● Text segment
= Bišće =

Bišće was a medieval Bosnian župa. Its location was in Hum (Humska zemlja), and its most important towns were residential places of Bosnian rulers and nobility.

== History ==
Župa Bišće is the oldest area of Hum (Humska zemlja). It stretched through the Mostar valley, on the left side of the Neretva river. It is bordered on the west by the river Neretva, where across the Neretva, on its right bank, župa of Večenike (Večerić) existed. The northern border consists of the mountain massifs of Prenj, in the župa of Neretva. In the northeast and the east it borders with the Velež and the župa of Nevesinje respectively, and in the south with the župa of Dubrava. Two areas can be identified in Bišće, Bijelo polje in the north and Bišće or Bišće polje in the south. In the župa of Bišće the most prominent fortified town was Blagaj fortress, and in Bijelo polje there was a fortress of unknown name above the villages of Prigrađani and Podgorani.

Blagaj fortress and town is a town with the oldest tradition in the wider area. It is located on a hill above the river Buna source, on the site of the Roman city of Bona and today's settlement Blagaj. Bišće and Blagaj were the residences of Bosnian rulers and nobles. The Kosačas had a court here. The road from Dubrovnik and Drijeva passed through Bišće, and then continued through the area of today's Mostar to the north along the Neretva to Vrapča (today Vrapčići), Biograd and Konjic towards the interior of Bosnia. Kosačas had the custom and taxation stations on the Buna, in Bišće and Polje.

In the 15th century, the presence of Franciscans in the area of Bišće was recorded. Their monastery (conventus) is mentioned in Bišće under different names (Bišće, Zahum and Novi). From the area of Bišće, young men go to coastal towns to work and learn crafts, as evident from the example of certain Božićko Račić from 1415.

● Extracted material
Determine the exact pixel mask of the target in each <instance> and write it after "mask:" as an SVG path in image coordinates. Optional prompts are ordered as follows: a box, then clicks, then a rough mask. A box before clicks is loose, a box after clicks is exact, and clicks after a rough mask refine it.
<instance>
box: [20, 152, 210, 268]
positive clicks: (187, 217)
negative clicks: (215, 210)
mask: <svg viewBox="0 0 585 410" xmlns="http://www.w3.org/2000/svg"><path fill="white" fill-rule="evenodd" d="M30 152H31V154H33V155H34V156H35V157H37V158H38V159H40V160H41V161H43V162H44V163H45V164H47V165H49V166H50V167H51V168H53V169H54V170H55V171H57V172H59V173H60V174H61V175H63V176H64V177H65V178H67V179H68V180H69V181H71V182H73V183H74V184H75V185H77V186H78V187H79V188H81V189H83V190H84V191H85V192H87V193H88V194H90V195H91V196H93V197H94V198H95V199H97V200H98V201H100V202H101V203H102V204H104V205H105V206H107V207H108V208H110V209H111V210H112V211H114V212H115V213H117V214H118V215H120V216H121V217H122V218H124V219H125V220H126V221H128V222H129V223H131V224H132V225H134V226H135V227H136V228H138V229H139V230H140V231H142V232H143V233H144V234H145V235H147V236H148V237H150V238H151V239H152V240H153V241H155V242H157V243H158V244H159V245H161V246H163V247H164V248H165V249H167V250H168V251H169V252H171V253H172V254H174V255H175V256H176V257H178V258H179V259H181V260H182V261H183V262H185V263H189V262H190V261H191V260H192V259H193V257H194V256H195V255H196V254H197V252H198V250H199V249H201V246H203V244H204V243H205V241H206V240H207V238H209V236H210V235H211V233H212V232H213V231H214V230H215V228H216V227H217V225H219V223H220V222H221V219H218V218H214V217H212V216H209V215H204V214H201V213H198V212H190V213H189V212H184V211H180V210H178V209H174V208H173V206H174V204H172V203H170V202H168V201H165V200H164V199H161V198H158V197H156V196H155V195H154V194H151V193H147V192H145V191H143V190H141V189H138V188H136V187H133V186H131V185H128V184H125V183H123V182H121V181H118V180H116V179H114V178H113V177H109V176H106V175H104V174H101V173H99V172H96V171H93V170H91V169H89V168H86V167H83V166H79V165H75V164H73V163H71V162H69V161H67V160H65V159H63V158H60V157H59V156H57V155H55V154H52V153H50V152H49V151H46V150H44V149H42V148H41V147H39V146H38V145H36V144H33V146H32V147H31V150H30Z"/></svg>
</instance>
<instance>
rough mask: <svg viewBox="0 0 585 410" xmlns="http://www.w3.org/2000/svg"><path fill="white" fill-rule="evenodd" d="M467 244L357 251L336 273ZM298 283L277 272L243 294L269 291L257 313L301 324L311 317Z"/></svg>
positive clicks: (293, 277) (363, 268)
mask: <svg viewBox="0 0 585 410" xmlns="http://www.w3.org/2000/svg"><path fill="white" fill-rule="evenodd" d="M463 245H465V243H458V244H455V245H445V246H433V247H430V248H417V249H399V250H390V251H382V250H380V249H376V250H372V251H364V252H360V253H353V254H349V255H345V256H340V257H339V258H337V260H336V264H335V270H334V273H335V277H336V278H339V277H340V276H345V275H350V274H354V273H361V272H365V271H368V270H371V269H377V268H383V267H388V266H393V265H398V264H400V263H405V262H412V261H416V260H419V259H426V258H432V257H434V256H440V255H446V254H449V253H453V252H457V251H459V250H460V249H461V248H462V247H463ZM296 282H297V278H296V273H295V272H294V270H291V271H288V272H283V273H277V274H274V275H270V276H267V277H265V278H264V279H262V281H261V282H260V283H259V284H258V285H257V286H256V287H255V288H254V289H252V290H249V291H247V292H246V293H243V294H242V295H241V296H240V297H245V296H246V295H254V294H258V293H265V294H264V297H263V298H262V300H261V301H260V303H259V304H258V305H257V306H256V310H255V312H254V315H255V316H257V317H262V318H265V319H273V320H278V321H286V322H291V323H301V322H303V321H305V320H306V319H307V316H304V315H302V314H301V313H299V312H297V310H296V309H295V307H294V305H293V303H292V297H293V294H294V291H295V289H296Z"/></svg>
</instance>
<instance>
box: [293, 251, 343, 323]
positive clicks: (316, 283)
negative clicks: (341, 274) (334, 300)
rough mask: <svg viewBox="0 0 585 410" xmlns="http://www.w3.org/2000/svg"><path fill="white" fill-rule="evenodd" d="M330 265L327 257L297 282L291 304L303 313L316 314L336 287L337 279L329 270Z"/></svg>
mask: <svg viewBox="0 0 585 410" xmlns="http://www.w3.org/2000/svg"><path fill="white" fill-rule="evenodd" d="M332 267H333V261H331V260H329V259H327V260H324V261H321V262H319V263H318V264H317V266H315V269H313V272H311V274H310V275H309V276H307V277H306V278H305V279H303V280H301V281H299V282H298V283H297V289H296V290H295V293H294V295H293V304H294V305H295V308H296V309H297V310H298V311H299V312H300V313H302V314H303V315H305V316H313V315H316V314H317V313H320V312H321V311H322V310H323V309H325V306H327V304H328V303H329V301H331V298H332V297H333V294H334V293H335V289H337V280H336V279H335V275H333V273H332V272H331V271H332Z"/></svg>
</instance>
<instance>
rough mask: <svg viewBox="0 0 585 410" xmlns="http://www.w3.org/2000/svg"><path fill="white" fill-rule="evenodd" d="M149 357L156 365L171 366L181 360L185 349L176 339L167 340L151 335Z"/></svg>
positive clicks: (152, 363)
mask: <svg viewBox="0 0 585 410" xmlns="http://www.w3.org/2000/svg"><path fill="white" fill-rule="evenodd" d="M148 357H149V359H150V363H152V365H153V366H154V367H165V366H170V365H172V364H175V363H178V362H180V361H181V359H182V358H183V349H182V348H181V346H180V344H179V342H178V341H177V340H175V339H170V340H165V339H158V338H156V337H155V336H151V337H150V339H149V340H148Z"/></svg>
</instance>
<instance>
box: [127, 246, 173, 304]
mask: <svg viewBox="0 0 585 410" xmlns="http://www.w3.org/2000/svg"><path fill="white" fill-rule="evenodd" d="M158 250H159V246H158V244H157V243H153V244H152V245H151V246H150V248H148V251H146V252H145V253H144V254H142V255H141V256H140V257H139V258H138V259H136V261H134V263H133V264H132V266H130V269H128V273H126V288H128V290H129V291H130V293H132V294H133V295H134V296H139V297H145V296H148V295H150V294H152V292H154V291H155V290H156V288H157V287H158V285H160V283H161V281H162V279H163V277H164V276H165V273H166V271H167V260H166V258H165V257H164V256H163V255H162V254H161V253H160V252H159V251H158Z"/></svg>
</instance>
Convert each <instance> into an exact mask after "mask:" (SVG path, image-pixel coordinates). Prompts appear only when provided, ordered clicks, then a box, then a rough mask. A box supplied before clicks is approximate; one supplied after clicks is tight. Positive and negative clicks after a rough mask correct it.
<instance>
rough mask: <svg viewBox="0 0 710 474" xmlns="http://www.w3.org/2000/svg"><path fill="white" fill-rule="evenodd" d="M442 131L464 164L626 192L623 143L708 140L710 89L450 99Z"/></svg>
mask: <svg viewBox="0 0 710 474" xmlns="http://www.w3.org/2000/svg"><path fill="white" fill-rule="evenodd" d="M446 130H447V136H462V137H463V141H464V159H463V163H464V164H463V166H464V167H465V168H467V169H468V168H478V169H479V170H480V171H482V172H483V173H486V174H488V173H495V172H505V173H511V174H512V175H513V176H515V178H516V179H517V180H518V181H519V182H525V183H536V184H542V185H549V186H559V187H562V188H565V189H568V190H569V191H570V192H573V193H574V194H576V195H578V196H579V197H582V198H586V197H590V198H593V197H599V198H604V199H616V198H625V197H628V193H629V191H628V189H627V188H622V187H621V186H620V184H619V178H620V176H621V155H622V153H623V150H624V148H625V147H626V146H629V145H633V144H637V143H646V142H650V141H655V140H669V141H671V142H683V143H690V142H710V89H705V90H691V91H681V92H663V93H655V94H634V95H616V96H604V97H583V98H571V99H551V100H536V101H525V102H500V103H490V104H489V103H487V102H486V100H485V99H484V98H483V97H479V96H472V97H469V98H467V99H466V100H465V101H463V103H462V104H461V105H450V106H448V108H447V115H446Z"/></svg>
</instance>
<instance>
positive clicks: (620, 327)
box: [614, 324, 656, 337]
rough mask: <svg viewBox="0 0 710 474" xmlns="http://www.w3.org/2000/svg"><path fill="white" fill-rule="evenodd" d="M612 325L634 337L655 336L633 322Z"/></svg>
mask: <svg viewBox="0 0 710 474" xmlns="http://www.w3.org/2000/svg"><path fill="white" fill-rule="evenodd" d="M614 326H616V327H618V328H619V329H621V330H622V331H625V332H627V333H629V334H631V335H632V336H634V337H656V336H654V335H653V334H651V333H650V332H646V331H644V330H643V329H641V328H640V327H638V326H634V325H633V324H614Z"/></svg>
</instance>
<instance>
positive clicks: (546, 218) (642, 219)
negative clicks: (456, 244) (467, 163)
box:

---

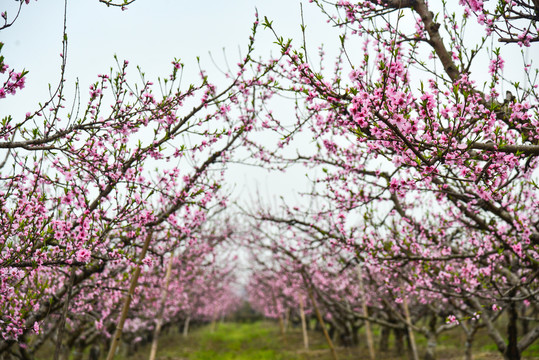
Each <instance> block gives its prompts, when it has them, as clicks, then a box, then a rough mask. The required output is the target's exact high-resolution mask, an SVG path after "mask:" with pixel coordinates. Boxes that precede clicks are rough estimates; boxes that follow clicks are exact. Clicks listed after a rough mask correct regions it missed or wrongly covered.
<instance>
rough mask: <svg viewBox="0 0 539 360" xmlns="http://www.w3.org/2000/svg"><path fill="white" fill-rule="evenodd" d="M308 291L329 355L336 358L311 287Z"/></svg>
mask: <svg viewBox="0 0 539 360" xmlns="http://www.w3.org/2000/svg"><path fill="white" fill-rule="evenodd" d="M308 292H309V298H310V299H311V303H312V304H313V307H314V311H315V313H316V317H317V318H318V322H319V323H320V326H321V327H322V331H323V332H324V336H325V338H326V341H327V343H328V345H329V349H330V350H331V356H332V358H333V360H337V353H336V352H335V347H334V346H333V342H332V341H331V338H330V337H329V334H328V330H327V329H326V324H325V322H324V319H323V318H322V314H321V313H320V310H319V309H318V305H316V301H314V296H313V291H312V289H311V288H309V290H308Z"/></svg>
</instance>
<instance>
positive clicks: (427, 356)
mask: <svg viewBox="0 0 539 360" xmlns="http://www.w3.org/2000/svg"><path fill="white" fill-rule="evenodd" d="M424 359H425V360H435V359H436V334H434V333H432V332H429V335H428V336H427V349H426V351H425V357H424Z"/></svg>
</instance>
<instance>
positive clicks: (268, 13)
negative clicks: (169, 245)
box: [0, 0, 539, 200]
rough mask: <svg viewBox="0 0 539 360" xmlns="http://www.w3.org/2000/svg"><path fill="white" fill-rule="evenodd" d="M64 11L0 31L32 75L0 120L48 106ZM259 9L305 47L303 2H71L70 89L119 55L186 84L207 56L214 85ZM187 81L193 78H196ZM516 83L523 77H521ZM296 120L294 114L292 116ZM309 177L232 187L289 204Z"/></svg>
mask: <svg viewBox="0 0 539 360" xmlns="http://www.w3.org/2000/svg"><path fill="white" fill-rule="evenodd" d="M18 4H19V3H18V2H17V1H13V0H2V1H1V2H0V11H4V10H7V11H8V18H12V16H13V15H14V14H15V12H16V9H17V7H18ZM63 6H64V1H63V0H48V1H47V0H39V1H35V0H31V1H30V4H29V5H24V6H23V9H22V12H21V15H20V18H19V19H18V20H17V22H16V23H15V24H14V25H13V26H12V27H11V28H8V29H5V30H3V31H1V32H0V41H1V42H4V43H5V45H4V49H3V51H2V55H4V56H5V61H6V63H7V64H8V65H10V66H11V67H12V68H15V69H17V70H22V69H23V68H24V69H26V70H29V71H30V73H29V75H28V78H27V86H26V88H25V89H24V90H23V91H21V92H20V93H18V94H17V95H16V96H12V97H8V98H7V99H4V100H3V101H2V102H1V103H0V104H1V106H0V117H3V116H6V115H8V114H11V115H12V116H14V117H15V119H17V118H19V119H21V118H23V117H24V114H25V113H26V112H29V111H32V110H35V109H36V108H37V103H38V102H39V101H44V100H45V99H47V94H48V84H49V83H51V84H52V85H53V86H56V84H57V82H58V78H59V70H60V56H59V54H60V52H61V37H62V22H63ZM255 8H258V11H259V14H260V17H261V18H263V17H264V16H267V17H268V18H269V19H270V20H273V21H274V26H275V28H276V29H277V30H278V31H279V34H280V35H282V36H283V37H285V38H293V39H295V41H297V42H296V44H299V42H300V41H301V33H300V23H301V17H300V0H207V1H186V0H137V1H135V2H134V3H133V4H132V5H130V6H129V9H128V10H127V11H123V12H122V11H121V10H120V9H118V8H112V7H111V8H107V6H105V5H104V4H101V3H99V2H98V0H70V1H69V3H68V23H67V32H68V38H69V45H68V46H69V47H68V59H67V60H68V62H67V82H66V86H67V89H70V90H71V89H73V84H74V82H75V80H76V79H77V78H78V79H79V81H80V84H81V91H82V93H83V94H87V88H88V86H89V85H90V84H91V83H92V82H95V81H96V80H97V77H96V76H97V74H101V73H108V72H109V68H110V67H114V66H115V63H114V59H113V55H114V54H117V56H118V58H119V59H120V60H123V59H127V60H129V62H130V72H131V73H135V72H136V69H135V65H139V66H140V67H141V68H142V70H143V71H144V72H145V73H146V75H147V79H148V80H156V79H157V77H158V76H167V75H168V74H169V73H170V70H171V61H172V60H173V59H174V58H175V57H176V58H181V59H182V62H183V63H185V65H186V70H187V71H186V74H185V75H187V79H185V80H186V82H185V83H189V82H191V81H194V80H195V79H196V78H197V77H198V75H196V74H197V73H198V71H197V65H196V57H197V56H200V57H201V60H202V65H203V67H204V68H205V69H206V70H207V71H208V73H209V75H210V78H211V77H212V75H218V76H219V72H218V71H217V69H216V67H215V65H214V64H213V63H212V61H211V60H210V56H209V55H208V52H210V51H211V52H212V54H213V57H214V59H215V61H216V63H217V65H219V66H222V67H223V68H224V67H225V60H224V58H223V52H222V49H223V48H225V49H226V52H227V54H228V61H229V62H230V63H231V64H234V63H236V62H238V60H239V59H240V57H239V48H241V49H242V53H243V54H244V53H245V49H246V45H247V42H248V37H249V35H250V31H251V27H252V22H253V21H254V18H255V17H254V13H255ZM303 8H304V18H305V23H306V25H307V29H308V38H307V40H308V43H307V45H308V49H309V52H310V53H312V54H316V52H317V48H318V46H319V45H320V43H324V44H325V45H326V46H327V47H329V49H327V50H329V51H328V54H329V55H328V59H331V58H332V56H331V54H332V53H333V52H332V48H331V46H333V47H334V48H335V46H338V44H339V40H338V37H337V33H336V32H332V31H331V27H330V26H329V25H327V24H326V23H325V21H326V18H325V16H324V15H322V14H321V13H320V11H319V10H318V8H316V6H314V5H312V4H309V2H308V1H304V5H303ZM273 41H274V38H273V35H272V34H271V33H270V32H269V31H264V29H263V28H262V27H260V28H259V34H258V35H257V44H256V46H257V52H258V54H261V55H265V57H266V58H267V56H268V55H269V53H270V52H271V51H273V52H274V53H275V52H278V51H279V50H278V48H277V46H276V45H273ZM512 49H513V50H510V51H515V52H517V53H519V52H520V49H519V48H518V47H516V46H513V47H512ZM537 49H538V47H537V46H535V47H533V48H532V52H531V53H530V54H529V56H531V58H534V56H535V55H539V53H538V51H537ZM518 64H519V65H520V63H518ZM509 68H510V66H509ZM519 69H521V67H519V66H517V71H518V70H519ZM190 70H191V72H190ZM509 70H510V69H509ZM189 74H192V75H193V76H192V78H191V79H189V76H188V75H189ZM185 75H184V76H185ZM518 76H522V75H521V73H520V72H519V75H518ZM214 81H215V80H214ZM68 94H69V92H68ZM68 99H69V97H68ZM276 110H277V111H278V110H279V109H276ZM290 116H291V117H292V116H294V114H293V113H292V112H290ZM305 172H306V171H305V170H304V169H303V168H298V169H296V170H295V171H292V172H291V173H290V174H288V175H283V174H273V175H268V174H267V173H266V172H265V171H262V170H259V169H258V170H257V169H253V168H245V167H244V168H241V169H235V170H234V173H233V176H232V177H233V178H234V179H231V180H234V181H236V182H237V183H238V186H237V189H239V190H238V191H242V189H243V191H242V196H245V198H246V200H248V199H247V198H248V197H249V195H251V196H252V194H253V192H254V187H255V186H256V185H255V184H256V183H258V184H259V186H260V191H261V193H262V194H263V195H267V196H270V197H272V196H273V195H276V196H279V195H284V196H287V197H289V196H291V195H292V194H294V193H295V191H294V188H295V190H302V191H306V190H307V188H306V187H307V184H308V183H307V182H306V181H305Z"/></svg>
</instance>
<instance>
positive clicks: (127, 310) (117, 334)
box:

==

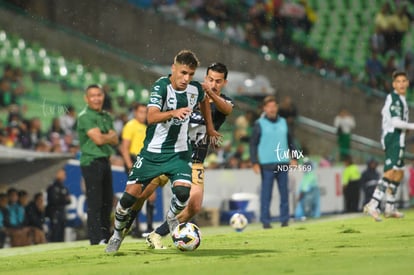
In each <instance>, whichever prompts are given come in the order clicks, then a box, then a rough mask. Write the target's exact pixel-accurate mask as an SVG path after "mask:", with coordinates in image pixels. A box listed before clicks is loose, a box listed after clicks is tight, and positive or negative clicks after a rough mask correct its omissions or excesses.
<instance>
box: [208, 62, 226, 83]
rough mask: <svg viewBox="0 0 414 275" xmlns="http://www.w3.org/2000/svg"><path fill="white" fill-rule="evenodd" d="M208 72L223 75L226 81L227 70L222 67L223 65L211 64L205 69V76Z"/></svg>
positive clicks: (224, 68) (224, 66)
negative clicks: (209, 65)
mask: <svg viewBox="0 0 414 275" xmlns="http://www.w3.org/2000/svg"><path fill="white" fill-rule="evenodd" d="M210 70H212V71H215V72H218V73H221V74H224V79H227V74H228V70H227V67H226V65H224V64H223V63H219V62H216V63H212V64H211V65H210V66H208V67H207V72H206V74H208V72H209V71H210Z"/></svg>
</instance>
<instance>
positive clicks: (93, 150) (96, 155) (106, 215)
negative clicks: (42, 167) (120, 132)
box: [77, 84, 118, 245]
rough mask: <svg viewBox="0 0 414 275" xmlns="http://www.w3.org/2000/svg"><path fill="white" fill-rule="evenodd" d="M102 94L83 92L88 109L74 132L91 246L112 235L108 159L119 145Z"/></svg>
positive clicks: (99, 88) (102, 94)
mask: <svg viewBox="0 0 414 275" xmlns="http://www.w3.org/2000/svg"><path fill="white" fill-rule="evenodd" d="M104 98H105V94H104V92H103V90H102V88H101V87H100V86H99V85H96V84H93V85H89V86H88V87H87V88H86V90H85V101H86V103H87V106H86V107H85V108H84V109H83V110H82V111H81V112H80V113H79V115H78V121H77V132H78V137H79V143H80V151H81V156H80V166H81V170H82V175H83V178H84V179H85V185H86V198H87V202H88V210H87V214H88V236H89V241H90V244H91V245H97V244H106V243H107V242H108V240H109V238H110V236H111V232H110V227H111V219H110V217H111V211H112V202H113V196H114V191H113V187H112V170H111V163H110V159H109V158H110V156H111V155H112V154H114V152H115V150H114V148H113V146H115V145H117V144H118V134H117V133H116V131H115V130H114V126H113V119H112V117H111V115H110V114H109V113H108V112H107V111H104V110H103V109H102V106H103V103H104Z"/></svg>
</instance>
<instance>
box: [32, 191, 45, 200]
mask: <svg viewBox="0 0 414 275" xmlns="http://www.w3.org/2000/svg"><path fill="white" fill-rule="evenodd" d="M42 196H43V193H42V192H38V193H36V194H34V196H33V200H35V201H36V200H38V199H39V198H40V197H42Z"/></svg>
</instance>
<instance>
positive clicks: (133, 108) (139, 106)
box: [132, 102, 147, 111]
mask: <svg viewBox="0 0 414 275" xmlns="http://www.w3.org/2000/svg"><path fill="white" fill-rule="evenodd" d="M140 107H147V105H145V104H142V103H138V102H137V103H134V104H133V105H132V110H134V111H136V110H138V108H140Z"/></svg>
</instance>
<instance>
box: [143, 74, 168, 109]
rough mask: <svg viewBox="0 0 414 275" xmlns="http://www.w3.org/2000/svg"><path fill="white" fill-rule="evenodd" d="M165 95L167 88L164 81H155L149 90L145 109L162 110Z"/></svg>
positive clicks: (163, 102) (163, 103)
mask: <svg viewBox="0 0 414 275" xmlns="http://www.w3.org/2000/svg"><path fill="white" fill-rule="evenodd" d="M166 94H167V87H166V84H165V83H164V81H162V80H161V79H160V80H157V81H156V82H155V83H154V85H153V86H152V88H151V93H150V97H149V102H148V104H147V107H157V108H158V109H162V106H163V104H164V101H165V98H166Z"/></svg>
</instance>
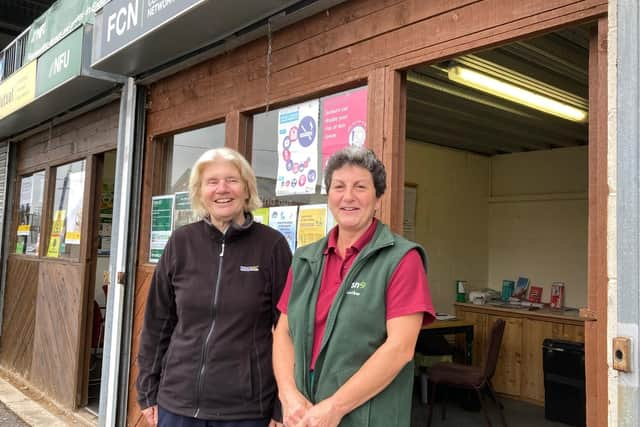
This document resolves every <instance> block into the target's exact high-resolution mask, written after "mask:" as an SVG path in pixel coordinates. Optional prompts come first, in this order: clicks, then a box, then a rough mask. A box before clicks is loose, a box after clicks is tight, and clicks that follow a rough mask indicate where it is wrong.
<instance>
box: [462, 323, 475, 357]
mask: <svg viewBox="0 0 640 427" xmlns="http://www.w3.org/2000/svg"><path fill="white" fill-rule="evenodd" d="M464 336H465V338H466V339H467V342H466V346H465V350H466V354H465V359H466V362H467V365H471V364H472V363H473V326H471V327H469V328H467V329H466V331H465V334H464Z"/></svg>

● Exercise set
- 1) Render this sentence from the Bišće text in German: "Bišće and Blagaj were the residences of Bosnian rulers and nobles."
- 2) Write the next part of the Bišće text, picking up right after its last sentence.
Nothing in the listing is needed for this work.

● Answers to the problems
- 1) Bišće und Blagaj waren die Residenzen bosnischer Herrscher und Adliger.

- 2)
== Bišće in medieval documents ==
Although less often, the people of Bišće are also involved in credit trade, as shown by document from April 1446. Certain Sotko Tvrdišić from Bišće, with the guarantee of the painter Ivan a.k.a. Crnča, borrowed 48 perpers from Petar Pažić. In November 1435, certain Stjepko Bjelutović from Bišće (Lat. Stiepchus Bielutouich de Bisza) undertook a three-year service with Milobrad Jaćković.

Bišće in Dubrovnik's archive documents:

=== 1380 ===

- “Cheruatin Brayacouich de Bisçe in Minori consilio factus fuit civis Ragusii, qui iuravit fedelitatem et facere omnes factiones tam reales quam personales”.(Date: 4 February 1380). (Source: Mihailo Dinić, Odluke veća Dubrovačke republike, Knjiga 1, Srpska akademija nauka, Zbornik za istoriju, jezik i književnost srpskog naroda, Treće odeljenje 15, Beograd 1951, p. 15.)

=== 1394 ===

- “Ego Millaua Obradi Xoranouich de Bissiçe parcium Bossine etatis XI annorum vel circha confiteor quod de mea bona voluntate presente Radouino fratre meo michi ad hoc consentiente loco me et operas meas magistro Albertino de Chamurata de Padua fisico salariato Ragusii presenti et conducenti me ad standum cum eo ... usque ad decem annos proxime futuris”.(Source: Državni arhiv u Dubrovniku, Serija - Diversa Cancellariae, Svezak - XXXI, Folija - 119 verso (Datum: 12 October 1394)

=== 1408 ===

- “Radogna Ratchouich de Bisça promictit et se obligat locando se et operas suas ser Iacobi de Ruborio de Vigilliis stare secum ... quinque annis continuis ... Pro quo Radogna ... Bogisa Bogutchouich de Bisza se constituit plezium".(Source: Državni arhiv u Dubrovniku, Serija - Diversa Cancellariae, Svezak - XXXVII, Folija - 92 verso (Datum: 21 July 1408)

=== 1415 ===

- "Bositchus Racich de Bisce locando se et operas suas promisit et se solemniter obligauit ser Marrino quondam Zini de Dabie de Dulcigno presenti et stipulanti stare et habitare cum eo hinc ad unum annum proxime futuris et ab ipso non recedere usque ad dictum temporis ... Et pro ipso Bositcho Radete Ratchouich se constituit fideuissorem et principalem solutorem".

== Bibliography ==
- Kurtović, Esad (2009). "Bišće i Blagaj u doba vojvode Sandalja Hranića Kosače - Proceedings, scientific conference Prirodno-graditeljska cjelina blagajske tekije i vrela Bune 10 May 2007"
- Državni arhiv u Dubrovniku, Serija - Diversa Cancellariae, Svezak - XL, Folija - 255 (Date: 29 December 1415).